* _WHAT YOU HAVE TO DO_
Shift every bounding-box coordinate in the answers by -95, and write out again the rows starting with the one containing "Medical review: identify every cloud" and going on through the one containing "[0,183,183,263]", requests included.

* _DATA FOR THIS EXERCISE_
● ● ● ● ● ● ●

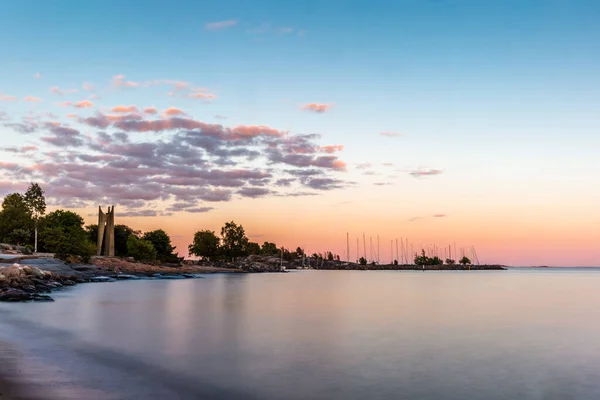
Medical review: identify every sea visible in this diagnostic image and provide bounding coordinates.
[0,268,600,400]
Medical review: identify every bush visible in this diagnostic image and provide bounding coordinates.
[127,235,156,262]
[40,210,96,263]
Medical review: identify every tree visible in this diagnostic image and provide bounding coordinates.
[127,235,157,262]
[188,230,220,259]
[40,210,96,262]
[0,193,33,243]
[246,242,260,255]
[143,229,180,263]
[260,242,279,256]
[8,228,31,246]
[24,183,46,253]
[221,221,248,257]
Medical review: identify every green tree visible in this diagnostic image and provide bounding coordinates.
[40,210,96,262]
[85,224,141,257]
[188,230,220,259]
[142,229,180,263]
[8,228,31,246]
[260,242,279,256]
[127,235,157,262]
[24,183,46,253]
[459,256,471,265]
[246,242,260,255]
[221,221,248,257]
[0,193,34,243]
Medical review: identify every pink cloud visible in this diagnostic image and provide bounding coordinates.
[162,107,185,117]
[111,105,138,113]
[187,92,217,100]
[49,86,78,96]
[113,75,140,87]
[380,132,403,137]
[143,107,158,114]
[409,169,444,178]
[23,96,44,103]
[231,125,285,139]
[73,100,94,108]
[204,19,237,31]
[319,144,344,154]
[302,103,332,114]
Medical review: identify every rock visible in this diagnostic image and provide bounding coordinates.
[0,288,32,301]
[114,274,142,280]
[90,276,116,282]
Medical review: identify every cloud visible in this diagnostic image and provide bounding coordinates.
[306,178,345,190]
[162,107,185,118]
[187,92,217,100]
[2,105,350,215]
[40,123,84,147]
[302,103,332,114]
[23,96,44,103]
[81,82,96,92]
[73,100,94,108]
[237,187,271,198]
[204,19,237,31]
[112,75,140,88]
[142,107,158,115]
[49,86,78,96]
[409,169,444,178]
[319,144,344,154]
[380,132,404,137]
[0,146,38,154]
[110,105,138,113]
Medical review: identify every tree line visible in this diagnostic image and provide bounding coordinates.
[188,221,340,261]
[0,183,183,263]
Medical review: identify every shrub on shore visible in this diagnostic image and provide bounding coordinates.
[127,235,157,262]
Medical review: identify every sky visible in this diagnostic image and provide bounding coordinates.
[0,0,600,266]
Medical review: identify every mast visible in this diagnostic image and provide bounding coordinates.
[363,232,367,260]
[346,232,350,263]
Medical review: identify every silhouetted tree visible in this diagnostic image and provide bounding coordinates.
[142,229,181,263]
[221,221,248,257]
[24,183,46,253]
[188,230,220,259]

● ● ● ● ● ● ●

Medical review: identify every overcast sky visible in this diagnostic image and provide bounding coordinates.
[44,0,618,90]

● ● ● ● ● ● ●

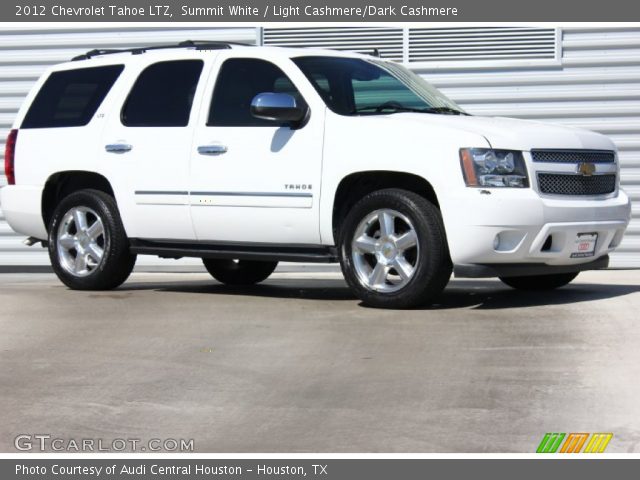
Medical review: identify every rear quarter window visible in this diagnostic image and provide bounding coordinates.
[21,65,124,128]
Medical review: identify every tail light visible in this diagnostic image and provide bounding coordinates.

● ● ● ● ● ● ●

* _TASK RESULT_
Medical review: identify every cloud visible in this diagnostic image and provide bounding coordinates.
[211,83,250,95]
[67,12,90,23]
[92,-3,122,5]
[-93,10,255,120]
[-55,28,-11,52]
[207,8,237,19]
[-72,1,-51,8]
[-14,-13,1,-3]
[-22,5,-1,13]
[142,92,176,103]
[109,-76,142,-64]
[17,-20,45,-7]
[47,12,63,20]
[-46,-9,-17,1]
[314,74,349,83]
[224,49,249,59]
[285,37,309,42]
[-95,51,-57,59]
[15,10,43,18]
Medical review: identify every tree line visible in this diagnostic image and provide bounding coordinates.
[93,126,245,166]
[-95,88,88,168]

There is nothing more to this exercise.